=== Input records ===
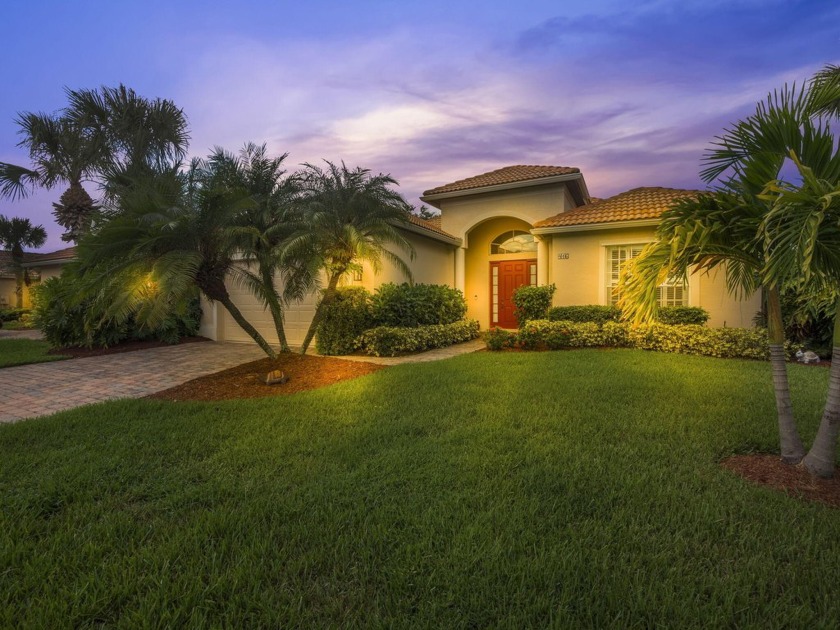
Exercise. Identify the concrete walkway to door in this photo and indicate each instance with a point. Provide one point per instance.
(34, 390)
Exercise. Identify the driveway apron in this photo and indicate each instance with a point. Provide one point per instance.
(44, 388)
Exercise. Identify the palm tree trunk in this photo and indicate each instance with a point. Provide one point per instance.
(319, 311)
(276, 309)
(246, 326)
(820, 459)
(19, 288)
(791, 445)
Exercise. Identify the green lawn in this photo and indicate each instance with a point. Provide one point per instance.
(566, 489)
(23, 351)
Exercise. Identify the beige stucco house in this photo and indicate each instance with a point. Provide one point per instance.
(513, 226)
(39, 266)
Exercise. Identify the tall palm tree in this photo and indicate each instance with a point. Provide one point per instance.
(105, 137)
(62, 154)
(716, 231)
(350, 217)
(825, 92)
(138, 136)
(803, 231)
(725, 228)
(15, 234)
(265, 225)
(176, 231)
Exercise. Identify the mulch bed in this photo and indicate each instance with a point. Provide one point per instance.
(246, 381)
(126, 346)
(795, 481)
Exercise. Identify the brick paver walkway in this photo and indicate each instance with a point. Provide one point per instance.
(28, 391)
(44, 388)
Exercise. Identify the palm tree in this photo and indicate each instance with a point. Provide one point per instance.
(350, 217)
(62, 153)
(803, 232)
(825, 92)
(265, 225)
(104, 136)
(138, 136)
(174, 232)
(724, 228)
(15, 234)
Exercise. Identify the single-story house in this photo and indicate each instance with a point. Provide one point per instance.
(39, 266)
(514, 226)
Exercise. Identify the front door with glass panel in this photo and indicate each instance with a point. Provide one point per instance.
(506, 277)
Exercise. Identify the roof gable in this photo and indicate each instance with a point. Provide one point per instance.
(637, 204)
(506, 175)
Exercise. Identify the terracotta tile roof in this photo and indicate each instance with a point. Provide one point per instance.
(506, 175)
(633, 205)
(7, 269)
(432, 225)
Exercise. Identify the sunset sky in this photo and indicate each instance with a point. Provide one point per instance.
(432, 91)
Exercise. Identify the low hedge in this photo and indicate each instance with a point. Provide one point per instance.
(12, 314)
(685, 339)
(682, 315)
(532, 302)
(390, 341)
(416, 305)
(585, 313)
(347, 317)
(601, 314)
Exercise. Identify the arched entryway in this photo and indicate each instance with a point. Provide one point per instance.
(500, 256)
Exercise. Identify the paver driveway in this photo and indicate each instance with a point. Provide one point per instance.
(36, 390)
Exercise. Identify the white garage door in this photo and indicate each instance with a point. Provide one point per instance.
(297, 320)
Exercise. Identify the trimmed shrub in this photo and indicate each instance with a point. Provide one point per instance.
(390, 341)
(343, 321)
(65, 321)
(532, 302)
(682, 338)
(411, 305)
(602, 314)
(682, 315)
(498, 339)
(585, 313)
(12, 314)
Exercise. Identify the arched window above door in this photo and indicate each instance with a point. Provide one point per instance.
(513, 242)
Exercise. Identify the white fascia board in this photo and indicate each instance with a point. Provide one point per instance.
(554, 179)
(586, 227)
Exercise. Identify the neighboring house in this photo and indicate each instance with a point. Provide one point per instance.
(39, 266)
(513, 226)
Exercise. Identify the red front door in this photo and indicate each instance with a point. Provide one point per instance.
(505, 277)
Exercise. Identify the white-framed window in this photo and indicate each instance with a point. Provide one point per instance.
(670, 293)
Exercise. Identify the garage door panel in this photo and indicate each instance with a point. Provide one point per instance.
(297, 318)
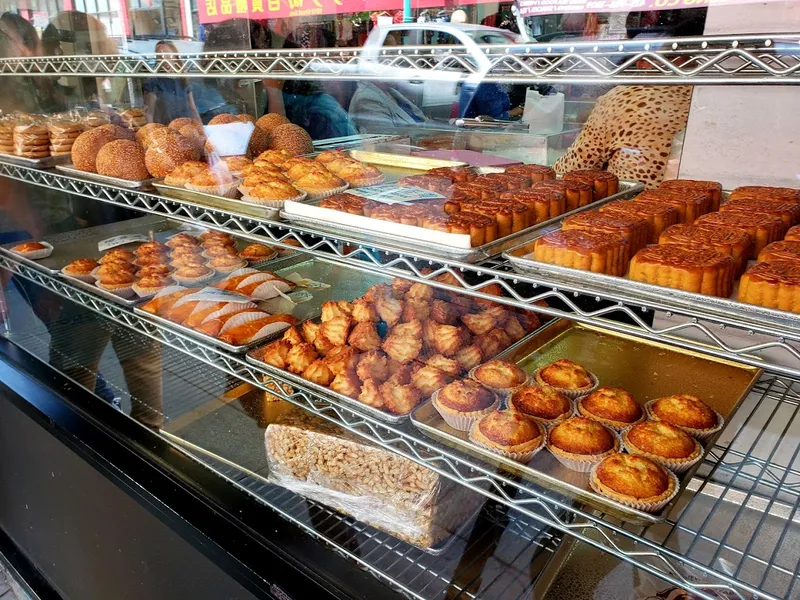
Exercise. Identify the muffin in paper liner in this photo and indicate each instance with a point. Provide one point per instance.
(546, 423)
(367, 182)
(320, 194)
(617, 426)
(522, 453)
(676, 465)
(36, 254)
(650, 505)
(122, 290)
(698, 434)
(502, 393)
(583, 463)
(573, 394)
(191, 280)
(462, 421)
(88, 278)
(226, 190)
(272, 203)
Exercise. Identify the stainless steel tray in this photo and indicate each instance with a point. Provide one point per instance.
(342, 286)
(212, 201)
(437, 548)
(137, 184)
(646, 369)
(628, 189)
(636, 291)
(46, 162)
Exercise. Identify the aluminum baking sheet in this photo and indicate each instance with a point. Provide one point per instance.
(628, 189)
(46, 162)
(436, 549)
(212, 201)
(520, 258)
(133, 184)
(646, 369)
(345, 283)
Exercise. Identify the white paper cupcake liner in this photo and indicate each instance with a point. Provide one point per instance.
===
• _Brief_
Each record must be quoted in full and exactly. Do not include the pictures.

• _Task answer_
Exercise. Identify the concrete walkway to door in this photo and indicate each instance with a point. Provide one point per instance.
(34, 390)
Exercise. Identify the driveway apron in this photo and indicate each instance with a point. Provide one point per instance.
(44, 388)
Exercise. Identify the palm tree trunk in this photo and indicate each instance with a point. Provide one point per instance.
(319, 311)
(276, 309)
(246, 326)
(820, 459)
(19, 288)
(791, 445)
Exercise. Identify the green lawn in this photo and indicate each instance with a point. Provide one point per instance.
(566, 489)
(23, 351)
Exercise. Identify the beige stucco house in this photo and indicate each instance with a point. Provide one point per instance.
(513, 226)
(39, 266)
Exercise. Identify the tall palm tree in this photo and indicate each instance with a point. Provide one point per instance.
(105, 137)
(62, 154)
(716, 231)
(350, 217)
(825, 92)
(138, 136)
(803, 231)
(725, 228)
(15, 234)
(265, 225)
(176, 231)
Exercise. Identify the mulch bed in this photo and indicate each instance with a point. Provide one point per instance.
(246, 381)
(126, 346)
(795, 481)
Exercise. Identify the brick paver walkway in this photo and indicate each instance with a point. Provide one point per instance.
(28, 391)
(44, 388)
Exercise. Identify the palm tree in this photo and indicate each instance with a point. Provide one point per instance.
(350, 217)
(62, 153)
(803, 232)
(825, 92)
(265, 225)
(104, 136)
(138, 136)
(174, 232)
(724, 228)
(15, 234)
Exercise. Identify the single-story house in this photo and indicate each instance with a point. Provide one point per instance.
(39, 266)
(514, 226)
Exercise. Identify the front door with glass panel in this photo and indicate each instance with a point. Provide one point per instance.
(506, 277)
Exercise. Identify the roof gable in this photo and indicate each instance with a point. Provide one point per instance.
(637, 204)
(506, 175)
Exercise. Identify the terracotta tile roof in this photo and indicate each instance with a point. Provide one point per instance.
(506, 175)
(633, 205)
(7, 269)
(432, 225)
Exercise. Identify the sunset sky in this photo and indicate each instance with a point. Provide one point per instance.
(432, 91)
Exercise. Identify the low hedge in this photo and indicate each instance with a point. Provide one point per instance.
(12, 314)
(685, 339)
(682, 315)
(532, 302)
(390, 341)
(416, 305)
(585, 313)
(347, 317)
(601, 314)
Exercise. Identify the arched entryway in this photo and indicate each instance with a point. Provide one point per instance.
(500, 256)
Exercise. Identify the paver driveway in this photo and indicate each instance with a point. Provide one point per instance.
(36, 390)
Exercise. Identify the white garage door in this photo and indicate each instance with a point. Provide one point per instance.
(297, 320)
Exercise. Identify the trimmed shrub in this photo and indicate each instance with a point. Provide one point per instance.
(390, 341)
(343, 321)
(65, 321)
(532, 302)
(682, 338)
(411, 305)
(602, 314)
(682, 315)
(498, 339)
(585, 313)
(12, 314)
Exercise. Identify the arched window above door in this photo and indicate each instance with a point. Provide one point per instance.
(513, 242)
Exercise. Identify the white fascia board in this photo and indicate each instance with a point. Provide one point per instance.
(554, 179)
(586, 227)
Exercise. Identify the neighboring house in this photo and indicate each instance with a point. Provide one point per instance.
(39, 266)
(513, 226)
Exercise. Identify the red front door in this photo and indicate each instance with a point. Provide one point per instance.
(505, 277)
Exercise. Identify the white-framed window in this photo and indicate each instance with a point. Provide one point per instance.
(670, 293)
Exercise. Identify the garage door panel in this photo and indicate each instance with a point. Provide one point per instance.
(297, 318)
Exercise. Identify the muffin in paper liner in this photo and indicate each instance with a point. Provide one point per instance.
(546, 423)
(367, 182)
(320, 194)
(617, 426)
(522, 453)
(676, 465)
(36, 254)
(650, 505)
(122, 290)
(698, 434)
(502, 393)
(583, 463)
(573, 394)
(191, 280)
(462, 421)
(88, 278)
(226, 190)
(272, 203)
Exercise. Identify the stainless steel tray in this photo and indicate each instance with a point. Provide one point per instance.
(342, 286)
(212, 201)
(437, 548)
(137, 184)
(646, 369)
(628, 189)
(636, 291)
(46, 162)
Exercise. Identify the aluminum baking sheet in this photo and indicate each instance with a point. Provide one point per instance.
(628, 189)
(46, 162)
(436, 549)
(212, 201)
(520, 258)
(133, 184)
(646, 369)
(345, 283)
Exercise. Identify the white paper cupcake liner in this photo and indicate each instance with a point. Provide one point per instance.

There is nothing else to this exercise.